> [Vorliegender Auszug]
Genau das bestreitet Katrin Holzmann entschieden. „Es lässt sich nicht nachweisen, dass jemand ein Test-Ergebnis gefälscht hat oder dass jemand trotz Quarantäne zur Party gekommen ist.“ Richtig sei, dass am Montag nach der Party positive PCR-Testergebnisse von weniger als fünf Personen vorgelegen haben. Es ist davon auszugehen, dass diese Personen zum Zeitpunkt der Party infiziert waren, davon aber nichts wussten.“ Es gebe auch keine Ermittlungen gegen sie. Auch nicht seitens der Polizei. Allerdings ermittelt der Landkreis gegen den Veranstalter, und zwar „im Rahmen eines Ordnungswidrigkeitsverfahrens wegen möglicher Verstöße gegen die Corona-Verordnung“, sagt Holzmann. In einigen Bereichen könnten Vorgaben nicht eingehalten worden sein.
Bardowick wollteParty verhindern
Für Maximilian Zapke sind die „Ermittlungen“ keine Überraschung. Er betont, dass alle Vorgaben eingehalten wurden. Auch ein Abstandsgebot habe es bei Inzidenzen unter zehn und negativem Test in geschlossenen Räumen nicht gegeben. Er hoffe, dass die Ursachen schnell geklärt werden, damit man für künftige Veranstaltungen daraus lernen könne.

> [Bereitgestelltes Material]
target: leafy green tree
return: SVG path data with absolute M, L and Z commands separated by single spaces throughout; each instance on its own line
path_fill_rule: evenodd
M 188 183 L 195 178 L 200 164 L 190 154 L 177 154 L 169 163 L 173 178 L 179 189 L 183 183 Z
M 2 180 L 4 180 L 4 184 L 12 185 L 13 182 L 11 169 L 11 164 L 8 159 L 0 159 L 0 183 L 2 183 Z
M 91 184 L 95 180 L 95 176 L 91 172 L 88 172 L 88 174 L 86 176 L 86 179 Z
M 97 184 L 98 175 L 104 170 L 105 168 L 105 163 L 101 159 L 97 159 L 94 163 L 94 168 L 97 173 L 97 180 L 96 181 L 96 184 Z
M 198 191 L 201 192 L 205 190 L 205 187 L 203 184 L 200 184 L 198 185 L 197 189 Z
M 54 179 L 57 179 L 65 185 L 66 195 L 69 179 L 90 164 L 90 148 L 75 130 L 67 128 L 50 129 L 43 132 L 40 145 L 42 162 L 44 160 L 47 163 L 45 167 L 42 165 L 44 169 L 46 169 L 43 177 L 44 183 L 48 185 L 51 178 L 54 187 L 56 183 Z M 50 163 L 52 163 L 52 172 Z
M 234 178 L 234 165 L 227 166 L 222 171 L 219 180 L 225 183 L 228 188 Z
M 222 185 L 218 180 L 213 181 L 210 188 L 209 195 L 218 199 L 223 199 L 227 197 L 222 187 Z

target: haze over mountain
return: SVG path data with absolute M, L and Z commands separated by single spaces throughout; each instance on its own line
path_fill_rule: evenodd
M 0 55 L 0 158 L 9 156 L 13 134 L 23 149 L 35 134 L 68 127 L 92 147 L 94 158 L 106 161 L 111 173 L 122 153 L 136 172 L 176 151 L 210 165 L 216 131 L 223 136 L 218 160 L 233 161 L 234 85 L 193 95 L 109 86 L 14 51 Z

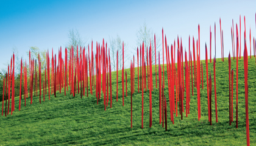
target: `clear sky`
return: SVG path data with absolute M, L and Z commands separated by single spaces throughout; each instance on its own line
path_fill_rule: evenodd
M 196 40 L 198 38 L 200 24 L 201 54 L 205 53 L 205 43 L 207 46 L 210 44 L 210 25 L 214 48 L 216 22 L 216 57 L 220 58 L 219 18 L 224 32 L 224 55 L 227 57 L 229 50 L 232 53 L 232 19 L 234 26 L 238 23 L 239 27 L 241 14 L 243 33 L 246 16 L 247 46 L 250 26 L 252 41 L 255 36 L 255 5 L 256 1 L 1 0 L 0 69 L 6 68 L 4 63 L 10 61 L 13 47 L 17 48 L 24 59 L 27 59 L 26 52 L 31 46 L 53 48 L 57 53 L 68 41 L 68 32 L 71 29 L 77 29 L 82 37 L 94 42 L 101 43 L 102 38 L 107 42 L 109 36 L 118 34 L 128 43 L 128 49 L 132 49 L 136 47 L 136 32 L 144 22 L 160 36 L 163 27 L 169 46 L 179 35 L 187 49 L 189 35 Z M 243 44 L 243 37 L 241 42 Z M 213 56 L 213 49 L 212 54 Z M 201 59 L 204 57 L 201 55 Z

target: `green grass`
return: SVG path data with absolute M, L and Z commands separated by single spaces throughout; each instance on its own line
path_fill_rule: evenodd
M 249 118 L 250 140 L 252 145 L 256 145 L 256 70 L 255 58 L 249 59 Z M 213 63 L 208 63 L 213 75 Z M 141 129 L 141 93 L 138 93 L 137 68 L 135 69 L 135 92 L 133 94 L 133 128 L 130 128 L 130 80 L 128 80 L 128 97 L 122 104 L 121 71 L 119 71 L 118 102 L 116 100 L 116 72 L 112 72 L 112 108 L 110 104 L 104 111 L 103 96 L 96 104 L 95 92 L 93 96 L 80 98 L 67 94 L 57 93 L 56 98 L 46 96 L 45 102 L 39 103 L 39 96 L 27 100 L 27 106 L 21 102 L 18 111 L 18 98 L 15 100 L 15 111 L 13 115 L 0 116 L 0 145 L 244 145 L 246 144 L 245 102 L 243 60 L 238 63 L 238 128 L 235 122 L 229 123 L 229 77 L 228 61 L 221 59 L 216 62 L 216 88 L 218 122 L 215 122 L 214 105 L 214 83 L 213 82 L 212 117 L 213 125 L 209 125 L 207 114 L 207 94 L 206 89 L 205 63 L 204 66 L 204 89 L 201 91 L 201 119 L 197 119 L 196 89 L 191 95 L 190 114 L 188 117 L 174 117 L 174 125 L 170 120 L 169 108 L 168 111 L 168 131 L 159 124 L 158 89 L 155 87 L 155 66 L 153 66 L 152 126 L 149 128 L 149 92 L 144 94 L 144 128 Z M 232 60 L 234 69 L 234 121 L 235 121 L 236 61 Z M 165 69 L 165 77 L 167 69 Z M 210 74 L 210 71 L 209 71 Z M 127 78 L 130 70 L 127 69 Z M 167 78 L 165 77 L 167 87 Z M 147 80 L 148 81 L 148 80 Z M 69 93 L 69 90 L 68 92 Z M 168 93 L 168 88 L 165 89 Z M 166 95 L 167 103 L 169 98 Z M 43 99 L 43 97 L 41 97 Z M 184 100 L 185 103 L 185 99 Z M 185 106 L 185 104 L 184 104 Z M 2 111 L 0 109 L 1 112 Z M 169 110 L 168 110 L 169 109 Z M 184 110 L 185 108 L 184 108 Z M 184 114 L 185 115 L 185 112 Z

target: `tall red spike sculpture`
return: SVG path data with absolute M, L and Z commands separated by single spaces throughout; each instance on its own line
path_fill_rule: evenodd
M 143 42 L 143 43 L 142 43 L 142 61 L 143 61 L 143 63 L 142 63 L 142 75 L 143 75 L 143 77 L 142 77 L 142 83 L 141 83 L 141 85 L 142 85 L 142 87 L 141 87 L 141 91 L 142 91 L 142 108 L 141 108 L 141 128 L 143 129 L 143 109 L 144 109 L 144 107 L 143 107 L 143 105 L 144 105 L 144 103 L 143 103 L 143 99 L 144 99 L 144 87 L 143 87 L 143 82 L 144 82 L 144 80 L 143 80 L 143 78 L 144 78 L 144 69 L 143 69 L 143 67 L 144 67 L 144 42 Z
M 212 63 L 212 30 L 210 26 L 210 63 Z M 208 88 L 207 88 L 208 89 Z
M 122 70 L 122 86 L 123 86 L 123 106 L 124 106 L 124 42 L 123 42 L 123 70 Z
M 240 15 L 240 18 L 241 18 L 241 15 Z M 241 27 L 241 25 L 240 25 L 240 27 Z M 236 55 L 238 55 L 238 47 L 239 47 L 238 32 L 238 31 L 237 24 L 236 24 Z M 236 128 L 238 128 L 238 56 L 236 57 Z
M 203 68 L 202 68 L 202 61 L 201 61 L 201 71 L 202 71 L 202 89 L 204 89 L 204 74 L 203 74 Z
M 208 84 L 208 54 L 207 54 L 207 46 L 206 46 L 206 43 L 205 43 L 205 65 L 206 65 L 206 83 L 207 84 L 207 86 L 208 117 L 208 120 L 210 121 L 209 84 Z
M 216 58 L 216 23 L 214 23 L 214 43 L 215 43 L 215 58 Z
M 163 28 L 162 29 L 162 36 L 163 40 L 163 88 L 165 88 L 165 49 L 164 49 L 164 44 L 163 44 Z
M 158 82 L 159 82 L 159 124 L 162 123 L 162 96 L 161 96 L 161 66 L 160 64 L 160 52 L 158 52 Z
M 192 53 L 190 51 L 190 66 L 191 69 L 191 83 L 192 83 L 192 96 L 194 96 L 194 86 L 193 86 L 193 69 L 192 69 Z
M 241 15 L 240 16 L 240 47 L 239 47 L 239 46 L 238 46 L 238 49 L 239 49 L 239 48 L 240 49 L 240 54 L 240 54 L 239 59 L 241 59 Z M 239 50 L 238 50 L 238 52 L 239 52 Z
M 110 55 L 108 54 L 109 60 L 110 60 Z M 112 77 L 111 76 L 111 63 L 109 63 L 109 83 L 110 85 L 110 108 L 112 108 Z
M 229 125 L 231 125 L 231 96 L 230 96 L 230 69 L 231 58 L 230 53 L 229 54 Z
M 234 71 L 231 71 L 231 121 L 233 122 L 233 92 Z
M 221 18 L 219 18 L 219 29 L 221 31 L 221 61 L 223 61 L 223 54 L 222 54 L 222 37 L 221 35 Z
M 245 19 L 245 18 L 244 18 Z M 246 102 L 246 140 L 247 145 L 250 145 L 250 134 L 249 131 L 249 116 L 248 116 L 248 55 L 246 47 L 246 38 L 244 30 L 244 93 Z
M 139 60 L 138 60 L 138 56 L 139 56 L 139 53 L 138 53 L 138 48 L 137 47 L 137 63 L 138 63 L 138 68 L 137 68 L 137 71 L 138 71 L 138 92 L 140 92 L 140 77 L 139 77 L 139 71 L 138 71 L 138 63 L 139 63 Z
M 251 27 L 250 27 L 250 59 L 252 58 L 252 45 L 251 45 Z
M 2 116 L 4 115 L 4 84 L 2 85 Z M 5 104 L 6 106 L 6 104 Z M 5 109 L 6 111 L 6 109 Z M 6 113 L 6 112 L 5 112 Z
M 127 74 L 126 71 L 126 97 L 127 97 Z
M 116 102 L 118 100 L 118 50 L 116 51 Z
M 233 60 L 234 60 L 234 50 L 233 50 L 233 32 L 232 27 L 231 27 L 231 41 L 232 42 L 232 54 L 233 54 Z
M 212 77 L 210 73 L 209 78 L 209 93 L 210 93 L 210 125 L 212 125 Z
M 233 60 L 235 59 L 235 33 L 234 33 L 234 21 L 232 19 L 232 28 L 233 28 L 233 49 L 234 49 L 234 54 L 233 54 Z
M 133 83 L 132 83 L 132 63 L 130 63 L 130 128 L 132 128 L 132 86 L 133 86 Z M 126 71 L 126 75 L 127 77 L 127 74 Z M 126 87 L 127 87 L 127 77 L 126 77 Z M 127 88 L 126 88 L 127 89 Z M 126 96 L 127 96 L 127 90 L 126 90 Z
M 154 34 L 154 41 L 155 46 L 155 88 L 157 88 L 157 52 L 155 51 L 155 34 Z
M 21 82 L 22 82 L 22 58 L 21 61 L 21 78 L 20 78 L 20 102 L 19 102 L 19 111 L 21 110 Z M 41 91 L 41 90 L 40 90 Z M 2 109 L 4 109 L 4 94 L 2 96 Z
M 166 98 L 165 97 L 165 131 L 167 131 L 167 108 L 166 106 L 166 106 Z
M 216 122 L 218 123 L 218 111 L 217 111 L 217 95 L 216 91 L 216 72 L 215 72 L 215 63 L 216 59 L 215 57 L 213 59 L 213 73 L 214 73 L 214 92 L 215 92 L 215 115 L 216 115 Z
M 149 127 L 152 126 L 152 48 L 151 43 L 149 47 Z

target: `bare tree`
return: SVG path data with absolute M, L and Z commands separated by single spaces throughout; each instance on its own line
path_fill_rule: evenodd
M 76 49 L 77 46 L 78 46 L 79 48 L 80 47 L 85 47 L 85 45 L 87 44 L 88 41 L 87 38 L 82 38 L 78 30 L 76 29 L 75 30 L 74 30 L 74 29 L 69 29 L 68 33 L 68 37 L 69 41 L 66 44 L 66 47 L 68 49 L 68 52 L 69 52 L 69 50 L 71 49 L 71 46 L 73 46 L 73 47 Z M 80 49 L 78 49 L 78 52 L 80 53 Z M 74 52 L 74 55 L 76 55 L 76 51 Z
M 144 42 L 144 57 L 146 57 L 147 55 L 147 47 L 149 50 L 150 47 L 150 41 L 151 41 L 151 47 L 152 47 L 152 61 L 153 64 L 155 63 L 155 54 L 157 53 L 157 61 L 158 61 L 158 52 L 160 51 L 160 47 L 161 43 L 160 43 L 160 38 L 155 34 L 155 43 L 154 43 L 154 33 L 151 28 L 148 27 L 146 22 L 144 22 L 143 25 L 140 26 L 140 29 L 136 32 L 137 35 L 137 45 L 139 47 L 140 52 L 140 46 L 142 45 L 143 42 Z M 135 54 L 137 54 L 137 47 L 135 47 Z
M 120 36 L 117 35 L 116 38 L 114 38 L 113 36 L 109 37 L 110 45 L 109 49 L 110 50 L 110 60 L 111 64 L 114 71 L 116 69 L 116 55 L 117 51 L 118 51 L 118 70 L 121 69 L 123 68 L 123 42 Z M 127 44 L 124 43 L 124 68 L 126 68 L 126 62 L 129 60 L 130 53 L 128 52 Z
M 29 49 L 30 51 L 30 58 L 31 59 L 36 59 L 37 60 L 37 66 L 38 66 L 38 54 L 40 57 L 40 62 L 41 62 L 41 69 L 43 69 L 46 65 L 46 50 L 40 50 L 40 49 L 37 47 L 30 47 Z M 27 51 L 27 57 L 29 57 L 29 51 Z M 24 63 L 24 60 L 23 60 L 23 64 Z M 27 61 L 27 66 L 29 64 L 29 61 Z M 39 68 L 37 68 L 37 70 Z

> [Arbeitsaufträge]
A – Können Sie den Auszug abtippen, beginnend bei „Genau das bestreitet“ und fortlaufend bis einschließlich „eingehalten worden sein.“?
B – Beantworten Sie anhand des Auszugs:
(i) Gegen wen ermittelt der Landkreis laut Holzmann?
(ii) Unter welchen Bedingungen gab es laut Zapke in geschlossenen Räumen kein Abstandsgebot?
(iii) Von wie vielen Personen lagen am Montag nach der Party positive PCR-Testergebnisse vor?
C – Warum hofft Maximilian Zapke laut dem Auszug, dass die Ursachen schnell geklärt werden?
Das Material steht in keinem Zusammenhang mit dem Auszug.

> [Vollständige Antworten]
A –
Genau das bestreitet Katrin Holzmann entschieden. „Es lässt sich nicht nachweisen, dass jemand ein Test-Ergebnis gefälscht hat oder dass jemand trotz Quarantäne zur Party gekommen ist.“ Richtig sei, dass am Montag nach der Party positive PCR-Testergebnisse von weniger als fünf Personen vorgelegen haben. Es ist davon auszugehen, dass diese Personen zum Zeitpunkt der Party infiziert waren, davon aber nichts wussten.“ Es gebe auch keine Ermittlungen gegen sie. Auch nicht seitens der Polizei. Allerdings ermittelt der Landkreis gegen den Veranstalter, und zwar „im Rahmen eines Ordnungswidrigkeitsverfahrens wegen möglicher Verstöße gegen die Corona-Verordnung“, sagt Holzmann. In einigen Bereichen könnten Vorgaben nicht eingehalten worden sein.

B –
(i) Gegen den Veranstalter, im Rahmen eines Ordnungswidrigkeitsverfahrens.
(ii) Bei Inzidenzen unter zehn und negativem Test.
(iii) Von weniger als fünf Personen.

C – Er hofft darauf, damit man daraus für künftige Veranstaltungen lernen kann.